### PROMPT
Within the listing below, determine how many lines hold the word "woman". Give the number with no commentary.
THE DATA START
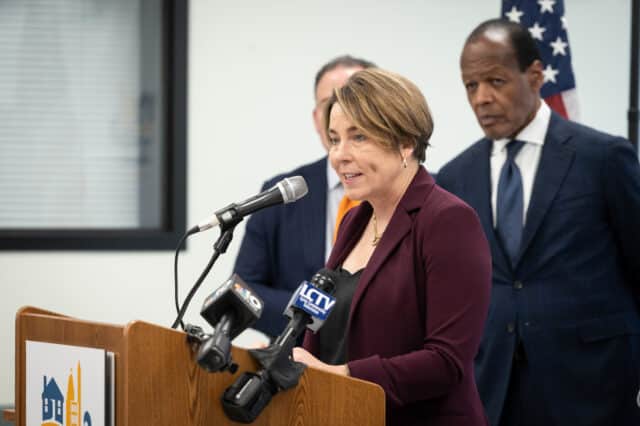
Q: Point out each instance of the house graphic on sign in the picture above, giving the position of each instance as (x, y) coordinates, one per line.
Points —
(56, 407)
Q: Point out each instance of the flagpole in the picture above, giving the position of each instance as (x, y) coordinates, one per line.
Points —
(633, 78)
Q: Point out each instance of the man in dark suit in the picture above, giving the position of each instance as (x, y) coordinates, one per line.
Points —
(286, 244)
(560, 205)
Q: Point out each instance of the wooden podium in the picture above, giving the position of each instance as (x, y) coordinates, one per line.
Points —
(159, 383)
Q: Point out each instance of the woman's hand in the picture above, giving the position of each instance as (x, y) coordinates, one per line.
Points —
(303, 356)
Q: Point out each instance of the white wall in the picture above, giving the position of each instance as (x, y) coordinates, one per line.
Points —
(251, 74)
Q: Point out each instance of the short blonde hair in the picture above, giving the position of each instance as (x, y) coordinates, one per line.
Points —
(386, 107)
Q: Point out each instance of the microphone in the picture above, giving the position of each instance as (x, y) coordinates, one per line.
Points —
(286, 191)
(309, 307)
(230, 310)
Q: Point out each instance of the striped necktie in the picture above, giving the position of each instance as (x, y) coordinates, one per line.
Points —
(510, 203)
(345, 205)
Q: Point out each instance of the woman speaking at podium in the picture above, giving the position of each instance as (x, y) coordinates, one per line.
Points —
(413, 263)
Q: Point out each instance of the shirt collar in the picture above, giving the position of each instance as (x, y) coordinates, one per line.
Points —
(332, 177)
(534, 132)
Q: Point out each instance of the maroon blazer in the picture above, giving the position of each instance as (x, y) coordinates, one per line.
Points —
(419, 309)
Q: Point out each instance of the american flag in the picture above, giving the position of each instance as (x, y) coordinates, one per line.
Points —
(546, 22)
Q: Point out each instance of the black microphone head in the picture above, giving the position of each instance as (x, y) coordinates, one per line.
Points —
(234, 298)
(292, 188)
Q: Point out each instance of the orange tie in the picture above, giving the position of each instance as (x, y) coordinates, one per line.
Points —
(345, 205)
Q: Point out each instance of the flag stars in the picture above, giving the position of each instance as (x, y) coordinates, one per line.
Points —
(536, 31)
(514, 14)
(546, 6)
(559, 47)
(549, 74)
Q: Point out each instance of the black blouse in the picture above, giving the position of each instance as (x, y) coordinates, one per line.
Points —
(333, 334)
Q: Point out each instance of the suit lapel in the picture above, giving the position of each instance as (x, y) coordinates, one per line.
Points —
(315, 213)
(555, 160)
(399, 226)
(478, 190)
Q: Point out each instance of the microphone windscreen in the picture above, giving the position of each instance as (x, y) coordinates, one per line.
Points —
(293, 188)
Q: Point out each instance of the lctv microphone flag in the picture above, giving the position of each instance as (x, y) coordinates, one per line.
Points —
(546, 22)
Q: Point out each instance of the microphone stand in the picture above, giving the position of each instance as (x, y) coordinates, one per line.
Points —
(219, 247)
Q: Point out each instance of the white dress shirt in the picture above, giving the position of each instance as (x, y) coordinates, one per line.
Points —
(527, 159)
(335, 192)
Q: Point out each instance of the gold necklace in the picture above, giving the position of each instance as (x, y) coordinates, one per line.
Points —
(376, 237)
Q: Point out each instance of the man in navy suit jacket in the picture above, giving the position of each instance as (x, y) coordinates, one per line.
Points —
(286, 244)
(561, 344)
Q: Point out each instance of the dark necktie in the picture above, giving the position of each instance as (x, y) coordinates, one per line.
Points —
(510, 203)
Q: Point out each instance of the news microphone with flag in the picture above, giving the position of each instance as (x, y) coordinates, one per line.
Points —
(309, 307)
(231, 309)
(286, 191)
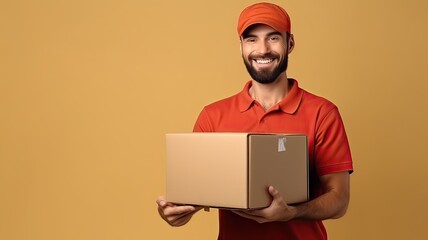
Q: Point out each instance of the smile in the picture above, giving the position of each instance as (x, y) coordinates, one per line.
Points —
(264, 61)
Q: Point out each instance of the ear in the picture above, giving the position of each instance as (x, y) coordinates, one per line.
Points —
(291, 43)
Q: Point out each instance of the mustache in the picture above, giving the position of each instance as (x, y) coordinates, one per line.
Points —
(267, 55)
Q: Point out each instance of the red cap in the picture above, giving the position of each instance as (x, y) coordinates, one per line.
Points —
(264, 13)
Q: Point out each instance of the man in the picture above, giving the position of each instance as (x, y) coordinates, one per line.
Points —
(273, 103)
THE DATA END
THE DATA START
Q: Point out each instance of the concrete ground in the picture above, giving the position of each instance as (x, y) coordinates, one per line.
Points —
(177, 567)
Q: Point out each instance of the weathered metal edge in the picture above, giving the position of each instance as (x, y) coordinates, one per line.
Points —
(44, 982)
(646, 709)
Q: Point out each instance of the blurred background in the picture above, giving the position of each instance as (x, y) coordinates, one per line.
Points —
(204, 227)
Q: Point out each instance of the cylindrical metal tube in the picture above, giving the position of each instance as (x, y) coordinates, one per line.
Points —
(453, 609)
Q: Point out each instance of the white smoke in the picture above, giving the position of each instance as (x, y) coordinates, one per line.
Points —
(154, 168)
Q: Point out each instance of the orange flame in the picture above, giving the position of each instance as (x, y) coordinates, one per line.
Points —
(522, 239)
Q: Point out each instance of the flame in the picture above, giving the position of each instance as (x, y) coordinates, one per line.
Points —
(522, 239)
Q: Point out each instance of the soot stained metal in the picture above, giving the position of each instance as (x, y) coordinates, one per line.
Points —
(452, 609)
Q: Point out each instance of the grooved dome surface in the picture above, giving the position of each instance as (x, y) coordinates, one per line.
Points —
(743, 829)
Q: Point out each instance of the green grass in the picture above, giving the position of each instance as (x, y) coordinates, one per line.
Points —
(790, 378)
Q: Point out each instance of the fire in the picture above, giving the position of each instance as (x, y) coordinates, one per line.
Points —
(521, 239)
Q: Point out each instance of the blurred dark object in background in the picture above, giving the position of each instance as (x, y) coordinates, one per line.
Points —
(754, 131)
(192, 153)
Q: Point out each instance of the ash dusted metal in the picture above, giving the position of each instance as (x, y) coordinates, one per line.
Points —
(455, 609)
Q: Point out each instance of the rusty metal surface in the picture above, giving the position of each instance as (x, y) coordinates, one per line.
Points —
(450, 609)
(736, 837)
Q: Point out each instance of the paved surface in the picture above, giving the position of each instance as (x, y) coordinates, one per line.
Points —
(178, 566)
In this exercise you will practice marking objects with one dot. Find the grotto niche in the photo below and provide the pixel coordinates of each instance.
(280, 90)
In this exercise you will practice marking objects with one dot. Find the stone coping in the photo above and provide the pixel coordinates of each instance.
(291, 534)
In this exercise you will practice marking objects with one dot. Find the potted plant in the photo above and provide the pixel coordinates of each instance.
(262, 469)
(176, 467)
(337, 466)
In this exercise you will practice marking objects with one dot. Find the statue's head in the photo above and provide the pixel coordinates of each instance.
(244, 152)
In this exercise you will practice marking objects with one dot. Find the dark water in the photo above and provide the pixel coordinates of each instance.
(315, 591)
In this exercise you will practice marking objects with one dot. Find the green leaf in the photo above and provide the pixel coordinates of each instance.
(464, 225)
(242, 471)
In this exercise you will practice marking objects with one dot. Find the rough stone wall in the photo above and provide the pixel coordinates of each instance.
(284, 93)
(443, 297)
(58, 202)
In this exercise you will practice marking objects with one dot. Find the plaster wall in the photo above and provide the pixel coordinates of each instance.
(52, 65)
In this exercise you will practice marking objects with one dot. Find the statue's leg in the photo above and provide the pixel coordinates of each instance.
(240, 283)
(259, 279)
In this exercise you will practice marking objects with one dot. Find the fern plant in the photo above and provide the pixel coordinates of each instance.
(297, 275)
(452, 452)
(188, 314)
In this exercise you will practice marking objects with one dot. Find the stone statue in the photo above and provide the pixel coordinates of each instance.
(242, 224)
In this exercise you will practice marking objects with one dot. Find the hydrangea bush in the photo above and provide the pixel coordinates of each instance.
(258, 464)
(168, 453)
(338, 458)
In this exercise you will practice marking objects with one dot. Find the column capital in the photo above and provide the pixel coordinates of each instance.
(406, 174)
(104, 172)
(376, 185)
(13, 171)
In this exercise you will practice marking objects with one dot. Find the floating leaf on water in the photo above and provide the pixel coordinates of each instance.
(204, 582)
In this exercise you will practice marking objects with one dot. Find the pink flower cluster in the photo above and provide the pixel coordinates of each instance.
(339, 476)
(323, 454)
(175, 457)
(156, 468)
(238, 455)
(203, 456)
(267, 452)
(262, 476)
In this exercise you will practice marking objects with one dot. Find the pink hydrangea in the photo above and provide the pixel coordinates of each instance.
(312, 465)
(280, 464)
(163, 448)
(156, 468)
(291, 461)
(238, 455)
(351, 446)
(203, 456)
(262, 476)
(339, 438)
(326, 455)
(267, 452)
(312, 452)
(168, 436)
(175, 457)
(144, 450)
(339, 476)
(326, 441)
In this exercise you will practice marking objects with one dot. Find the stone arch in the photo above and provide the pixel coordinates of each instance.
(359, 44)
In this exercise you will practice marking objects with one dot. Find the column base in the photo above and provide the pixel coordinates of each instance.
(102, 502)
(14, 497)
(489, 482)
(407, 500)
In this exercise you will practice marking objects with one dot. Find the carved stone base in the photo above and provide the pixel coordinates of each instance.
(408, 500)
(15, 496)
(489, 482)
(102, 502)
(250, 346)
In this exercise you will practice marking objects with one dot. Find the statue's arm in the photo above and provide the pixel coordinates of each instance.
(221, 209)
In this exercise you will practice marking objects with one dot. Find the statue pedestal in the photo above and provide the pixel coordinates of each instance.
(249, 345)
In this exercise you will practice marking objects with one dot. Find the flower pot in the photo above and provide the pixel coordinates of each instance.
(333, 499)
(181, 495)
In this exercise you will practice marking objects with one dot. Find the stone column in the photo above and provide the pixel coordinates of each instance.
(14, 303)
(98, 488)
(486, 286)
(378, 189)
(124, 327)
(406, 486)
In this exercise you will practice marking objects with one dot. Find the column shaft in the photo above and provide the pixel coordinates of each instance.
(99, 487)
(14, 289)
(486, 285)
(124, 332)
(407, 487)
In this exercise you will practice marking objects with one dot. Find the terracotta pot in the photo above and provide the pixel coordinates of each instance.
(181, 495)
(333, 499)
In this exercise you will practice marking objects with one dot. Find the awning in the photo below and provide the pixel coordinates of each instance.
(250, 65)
THE DATA END
### ANSWER SPACE
2